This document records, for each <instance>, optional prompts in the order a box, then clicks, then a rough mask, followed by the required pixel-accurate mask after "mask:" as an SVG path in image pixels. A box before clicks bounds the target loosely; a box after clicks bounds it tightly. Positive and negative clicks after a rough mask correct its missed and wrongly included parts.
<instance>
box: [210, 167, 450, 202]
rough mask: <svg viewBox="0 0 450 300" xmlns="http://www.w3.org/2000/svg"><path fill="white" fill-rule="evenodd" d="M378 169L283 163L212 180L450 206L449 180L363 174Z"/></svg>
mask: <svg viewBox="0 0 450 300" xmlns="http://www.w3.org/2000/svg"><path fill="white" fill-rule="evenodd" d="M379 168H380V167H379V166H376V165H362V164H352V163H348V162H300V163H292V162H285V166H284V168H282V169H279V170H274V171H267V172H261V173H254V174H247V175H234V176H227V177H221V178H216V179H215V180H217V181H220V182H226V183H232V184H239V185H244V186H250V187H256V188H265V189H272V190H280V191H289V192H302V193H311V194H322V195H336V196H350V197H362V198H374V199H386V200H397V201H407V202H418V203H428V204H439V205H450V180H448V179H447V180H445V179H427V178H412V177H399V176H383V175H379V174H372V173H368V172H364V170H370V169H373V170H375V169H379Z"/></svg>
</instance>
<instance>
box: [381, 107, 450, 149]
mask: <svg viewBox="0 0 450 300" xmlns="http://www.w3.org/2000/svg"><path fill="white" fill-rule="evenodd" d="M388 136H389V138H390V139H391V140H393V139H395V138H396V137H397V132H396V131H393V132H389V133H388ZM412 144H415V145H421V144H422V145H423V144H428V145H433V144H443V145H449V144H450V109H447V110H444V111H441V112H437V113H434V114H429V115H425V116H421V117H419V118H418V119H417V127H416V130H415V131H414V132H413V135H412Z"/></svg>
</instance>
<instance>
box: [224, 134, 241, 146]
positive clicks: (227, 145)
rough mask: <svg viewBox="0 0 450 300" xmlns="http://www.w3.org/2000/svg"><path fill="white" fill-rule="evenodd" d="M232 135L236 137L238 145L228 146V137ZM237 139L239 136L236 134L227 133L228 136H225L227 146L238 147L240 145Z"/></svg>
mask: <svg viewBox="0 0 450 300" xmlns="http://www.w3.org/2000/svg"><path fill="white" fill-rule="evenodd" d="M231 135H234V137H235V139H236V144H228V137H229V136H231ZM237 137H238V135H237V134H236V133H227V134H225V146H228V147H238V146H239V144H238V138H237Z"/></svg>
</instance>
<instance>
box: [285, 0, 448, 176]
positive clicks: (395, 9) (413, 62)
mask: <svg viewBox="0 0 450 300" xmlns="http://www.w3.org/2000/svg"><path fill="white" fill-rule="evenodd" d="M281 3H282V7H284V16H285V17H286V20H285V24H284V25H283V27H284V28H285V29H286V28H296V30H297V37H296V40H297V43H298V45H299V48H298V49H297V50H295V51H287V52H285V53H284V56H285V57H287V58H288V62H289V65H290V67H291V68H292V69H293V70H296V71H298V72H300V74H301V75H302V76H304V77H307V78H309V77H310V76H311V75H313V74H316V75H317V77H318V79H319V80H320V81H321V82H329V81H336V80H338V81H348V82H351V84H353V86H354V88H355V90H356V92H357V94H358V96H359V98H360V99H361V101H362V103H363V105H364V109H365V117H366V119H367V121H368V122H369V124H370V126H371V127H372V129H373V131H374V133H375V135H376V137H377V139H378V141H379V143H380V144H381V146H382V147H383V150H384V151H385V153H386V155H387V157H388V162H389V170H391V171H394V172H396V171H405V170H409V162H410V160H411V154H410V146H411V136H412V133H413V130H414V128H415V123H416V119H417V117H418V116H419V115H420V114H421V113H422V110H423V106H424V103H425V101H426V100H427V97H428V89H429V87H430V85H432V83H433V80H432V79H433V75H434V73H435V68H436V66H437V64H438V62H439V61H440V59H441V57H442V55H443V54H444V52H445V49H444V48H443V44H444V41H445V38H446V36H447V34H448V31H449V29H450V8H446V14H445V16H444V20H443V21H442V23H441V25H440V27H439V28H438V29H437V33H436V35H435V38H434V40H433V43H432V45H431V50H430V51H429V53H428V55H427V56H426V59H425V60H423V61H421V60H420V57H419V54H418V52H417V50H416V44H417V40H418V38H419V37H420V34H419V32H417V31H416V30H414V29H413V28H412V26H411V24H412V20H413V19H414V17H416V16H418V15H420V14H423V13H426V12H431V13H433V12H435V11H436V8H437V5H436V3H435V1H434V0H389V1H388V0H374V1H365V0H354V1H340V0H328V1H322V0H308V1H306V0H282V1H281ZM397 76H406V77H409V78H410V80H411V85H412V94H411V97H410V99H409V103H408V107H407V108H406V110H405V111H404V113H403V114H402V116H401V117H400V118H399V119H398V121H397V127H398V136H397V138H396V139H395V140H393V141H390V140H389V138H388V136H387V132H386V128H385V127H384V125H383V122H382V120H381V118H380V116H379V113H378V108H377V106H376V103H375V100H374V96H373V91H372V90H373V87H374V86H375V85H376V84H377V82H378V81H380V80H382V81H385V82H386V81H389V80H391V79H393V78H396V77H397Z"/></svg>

YOUR GOAL »
Above are the records. Copy the lines beginning at the one that has "box: [224, 134, 241, 146]" and ending with the one that has "box: [285, 0, 448, 176]", unchanged.

WRITTEN SOLUTION »
box: [224, 134, 241, 146]
positive clicks: (227, 145)
rough mask: <svg viewBox="0 0 450 300" xmlns="http://www.w3.org/2000/svg"><path fill="white" fill-rule="evenodd" d="M232 135L236 137L238 145L228 146V137ZM237 139L239 136L236 134L227 133L228 136H225L227 146L238 147L240 145Z"/></svg>
mask: <svg viewBox="0 0 450 300" xmlns="http://www.w3.org/2000/svg"><path fill="white" fill-rule="evenodd" d="M231 135H234V137H235V139H236V144H228V137H229V136H231ZM237 137H238V135H237V134H236V133H227V134H225V146H228V147H238V146H239V144H238V138H237Z"/></svg>
</instance>
<instance>
box: [285, 0, 448, 176]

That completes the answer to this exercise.